**ACTION ITEM:**
Every entry that follows needs to be repeated exactly.

**DATA TO PROCESS:**
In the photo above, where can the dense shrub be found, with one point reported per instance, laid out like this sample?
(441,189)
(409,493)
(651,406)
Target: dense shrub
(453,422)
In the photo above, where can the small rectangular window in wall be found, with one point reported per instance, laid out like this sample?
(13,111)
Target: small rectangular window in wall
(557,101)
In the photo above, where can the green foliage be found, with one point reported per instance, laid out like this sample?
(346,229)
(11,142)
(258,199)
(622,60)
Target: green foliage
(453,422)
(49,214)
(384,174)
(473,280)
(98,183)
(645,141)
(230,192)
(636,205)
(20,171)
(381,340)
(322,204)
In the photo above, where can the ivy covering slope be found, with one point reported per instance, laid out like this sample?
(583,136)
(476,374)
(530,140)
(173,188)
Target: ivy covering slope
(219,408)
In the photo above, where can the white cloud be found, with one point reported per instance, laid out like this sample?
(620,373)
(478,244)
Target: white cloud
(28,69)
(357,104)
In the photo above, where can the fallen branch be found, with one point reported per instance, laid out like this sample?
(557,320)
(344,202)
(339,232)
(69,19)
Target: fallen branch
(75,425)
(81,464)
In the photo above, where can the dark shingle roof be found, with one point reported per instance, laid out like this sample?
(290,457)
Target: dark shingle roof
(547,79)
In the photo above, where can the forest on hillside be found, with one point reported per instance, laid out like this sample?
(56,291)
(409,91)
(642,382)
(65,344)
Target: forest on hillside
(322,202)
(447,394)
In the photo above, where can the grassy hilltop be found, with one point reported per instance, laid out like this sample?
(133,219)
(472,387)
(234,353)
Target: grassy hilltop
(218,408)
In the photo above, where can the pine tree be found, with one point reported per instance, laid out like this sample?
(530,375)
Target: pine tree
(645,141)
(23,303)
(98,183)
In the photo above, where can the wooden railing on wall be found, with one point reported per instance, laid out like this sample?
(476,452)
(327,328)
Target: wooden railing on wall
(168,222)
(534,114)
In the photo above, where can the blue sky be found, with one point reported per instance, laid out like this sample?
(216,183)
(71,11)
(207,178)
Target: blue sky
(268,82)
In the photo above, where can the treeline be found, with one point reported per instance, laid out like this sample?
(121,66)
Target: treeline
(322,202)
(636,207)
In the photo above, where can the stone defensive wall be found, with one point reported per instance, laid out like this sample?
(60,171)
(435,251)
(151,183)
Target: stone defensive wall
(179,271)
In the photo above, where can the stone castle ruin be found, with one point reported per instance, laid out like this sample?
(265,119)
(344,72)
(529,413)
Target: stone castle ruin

**TASK RESPONSE:**
In the photo above, where can the dense shrub be found, with one point reported per instance, laid out like this sample?
(441,189)
(409,493)
(651,406)
Target: dense shrub
(453,422)
In the photo above, where can the small rectangular window in wall be found, with one point reported per instance, laid out like this sample?
(13,111)
Target: small rectangular window in wall
(557,101)
In the photo above, where can the green foliage be found, with one point reported per instance, laid out like this sample?
(346,229)
(11,142)
(258,199)
(622,60)
Target: green foliage
(453,422)
(49,214)
(384,174)
(473,280)
(98,183)
(645,141)
(230,192)
(636,205)
(20,171)
(381,340)
(322,204)
In the photo above, where can the ivy covering slope be found, with one point reported per instance, laid out like this sample?
(583,136)
(476,374)
(530,140)
(173,188)
Target: ivy covering slope
(219,408)
In the photo above, where can the white cloud be found, with one point reported per instance, laid out like this sample?
(620,373)
(478,244)
Target: white cloud
(28,69)
(357,104)
In the photo above, where can the fallen branch be found, with one point reported per instance, laid out like this sample?
(557,320)
(344,202)
(339,232)
(69,19)
Target: fallen branch
(75,425)
(81,464)
In the photo above, where can the dark shingle roof be found, with one point reported per instance, laid out like this sample?
(290,457)
Target: dark shingle roof
(547,79)
In the photo above, where can the forest on hillside be found, with one point reported per instance, laid out like this sample?
(56,291)
(409,91)
(642,382)
(65,344)
Target: forest on hillside
(322,202)
(447,394)
In the photo above, where can the grassy hilltop be found, with one point reported per instance, laid out like this sample?
(133,219)
(472,387)
(234,353)
Target: grassy hilltop
(218,408)
In the photo above, where can the pine tree be found, with one point reported per instance, laid out like this sample?
(530,375)
Target: pine tree
(645,141)
(23,303)
(98,183)
In the photo above, where can the wooden railing on wall be found, with one point reported per instance, laid out like this sample?
(476,452)
(327,328)
Target: wooden railing on wall
(168,222)
(534,114)
In the photo above, where can the blue sky be found, with one point reported per instance, laid out like this sample?
(216,183)
(71,11)
(207,178)
Target: blue sky
(268,82)
In the photo above, where can the treeline be found, with one point reported per instance, laid out like this sample?
(121,66)
Target: treeline
(322,202)
(636,207)
In the photo above, where can the stone defensive wall be found, with one point reported per instance, laid out like this sample?
(60,171)
(435,251)
(151,183)
Target: stone defensive wall
(179,271)
In the photo above, where can the stone castle ruin be found, with one point reported per instance, laid out like this sample?
(265,119)
(344,72)
(529,413)
Target: stone castle ruin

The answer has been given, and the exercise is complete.